_YOUR ASSIGNMENT_.
The line with "path, marking a point on it" and each line following it, up to the final line of the data, should be set down exactly; pictures stay out.

-- LISTED RECORDS follows --

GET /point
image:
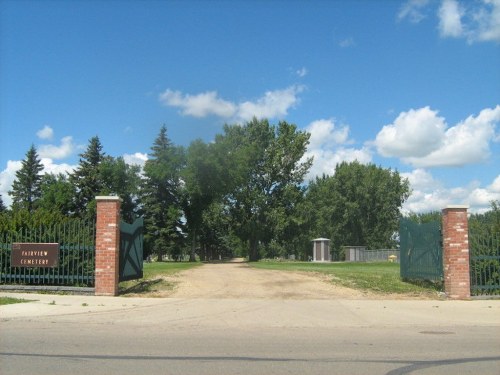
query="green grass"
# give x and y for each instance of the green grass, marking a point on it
(11, 300)
(380, 277)
(153, 280)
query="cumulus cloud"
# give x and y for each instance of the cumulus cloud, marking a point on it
(302, 72)
(450, 19)
(329, 146)
(65, 149)
(8, 175)
(474, 21)
(45, 133)
(421, 138)
(429, 194)
(347, 42)
(271, 105)
(413, 133)
(199, 105)
(413, 10)
(136, 159)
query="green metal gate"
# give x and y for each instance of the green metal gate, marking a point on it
(76, 263)
(131, 250)
(421, 256)
(484, 262)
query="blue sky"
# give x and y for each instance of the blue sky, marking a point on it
(410, 85)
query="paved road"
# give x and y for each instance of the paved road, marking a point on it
(98, 335)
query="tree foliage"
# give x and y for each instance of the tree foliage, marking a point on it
(160, 197)
(358, 206)
(26, 188)
(87, 178)
(263, 168)
(242, 194)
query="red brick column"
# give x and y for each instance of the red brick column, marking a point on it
(107, 249)
(456, 252)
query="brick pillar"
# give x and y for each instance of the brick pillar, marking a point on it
(456, 252)
(107, 249)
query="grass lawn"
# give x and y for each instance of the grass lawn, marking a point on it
(153, 279)
(380, 277)
(11, 300)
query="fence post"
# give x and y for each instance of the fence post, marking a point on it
(456, 252)
(107, 247)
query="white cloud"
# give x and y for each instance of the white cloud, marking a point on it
(413, 10)
(478, 21)
(8, 175)
(413, 133)
(137, 158)
(50, 167)
(420, 138)
(271, 105)
(65, 149)
(327, 145)
(450, 19)
(429, 194)
(347, 42)
(487, 20)
(45, 133)
(475, 21)
(302, 72)
(200, 105)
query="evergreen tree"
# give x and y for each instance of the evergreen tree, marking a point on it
(121, 179)
(57, 194)
(26, 187)
(2, 205)
(160, 197)
(87, 178)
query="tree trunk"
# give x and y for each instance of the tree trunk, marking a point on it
(192, 255)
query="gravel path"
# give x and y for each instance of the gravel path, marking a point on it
(238, 280)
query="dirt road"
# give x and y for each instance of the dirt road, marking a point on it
(238, 280)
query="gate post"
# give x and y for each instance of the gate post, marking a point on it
(456, 252)
(107, 249)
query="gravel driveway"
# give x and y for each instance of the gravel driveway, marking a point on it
(238, 280)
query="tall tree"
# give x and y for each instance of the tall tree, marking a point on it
(264, 166)
(359, 205)
(2, 205)
(87, 178)
(160, 196)
(121, 179)
(26, 187)
(57, 194)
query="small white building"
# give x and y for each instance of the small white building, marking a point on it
(321, 250)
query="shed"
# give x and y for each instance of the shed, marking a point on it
(354, 253)
(321, 250)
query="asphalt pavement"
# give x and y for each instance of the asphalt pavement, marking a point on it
(58, 334)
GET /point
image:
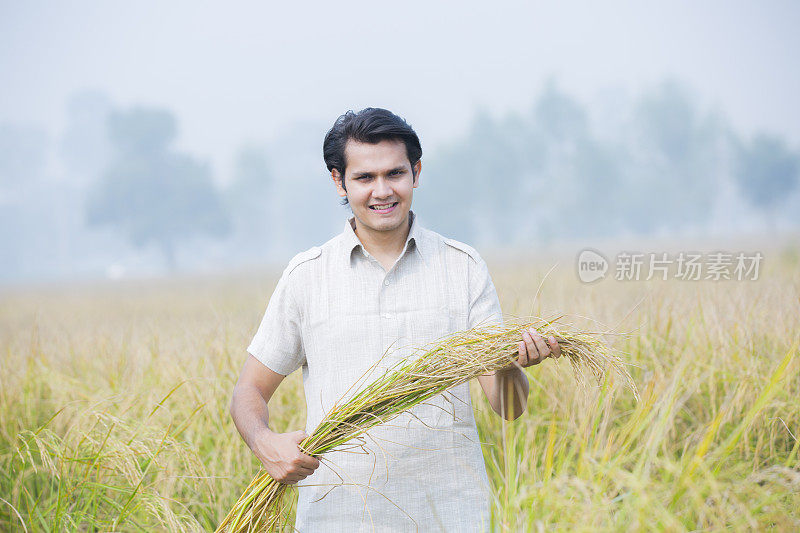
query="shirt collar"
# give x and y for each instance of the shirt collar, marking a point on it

-- LISTED RECORDS concluded --

_FINISHED TASK_.
# give x and y for each instance of the gravel path, marking a point on it
(238, 280)
query="dirt road"
# give x and y for each instance of the dirt road, marking a point on it
(238, 280)
query="gate post"
# give x and y for each instance of the gate post, marking a point on it
(456, 252)
(107, 249)
query="gravel driveway"
# give x and y for each instance of the gravel driveway, marking a point on it
(238, 280)
query="tall tree"
# give x and y for each instance of the tall tree, marking a point on it
(264, 166)
(359, 205)
(2, 205)
(87, 178)
(160, 196)
(121, 179)
(26, 187)
(57, 194)
query="small white building"
# give x and y for each instance of the small white building, marking a point on it
(321, 250)
query="shed"
# give x and y for each instance of the shed, marking a point on it
(354, 253)
(321, 250)
query="asphalt pavement"
# give x and y for each instance of the asphalt pavement, marking a point on it
(58, 334)
GET /point
image:
query="shirt collar"
# give x and y for each instance of the shirt collar, marking a point on it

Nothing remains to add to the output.